◆ EXERCISE INPUTS
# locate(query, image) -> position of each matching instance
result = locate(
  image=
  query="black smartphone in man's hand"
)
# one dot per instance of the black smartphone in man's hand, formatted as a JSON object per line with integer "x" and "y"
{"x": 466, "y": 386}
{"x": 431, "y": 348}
* * *
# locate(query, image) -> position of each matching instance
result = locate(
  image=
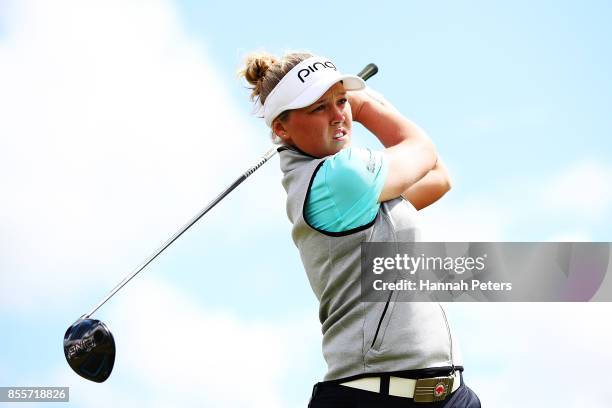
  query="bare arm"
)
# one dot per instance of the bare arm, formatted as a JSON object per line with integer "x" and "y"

◆ WHAT THE TASK REQUIRES
Only the lines containing the word "query" should be returned from the data above.

◆ WRITTEN ANSWER
# locate(query, image) -> position of each matching instance
  query="black smartphone in man's hand"
# locate(query, image) -> position of each matching instance
  query="bare arm"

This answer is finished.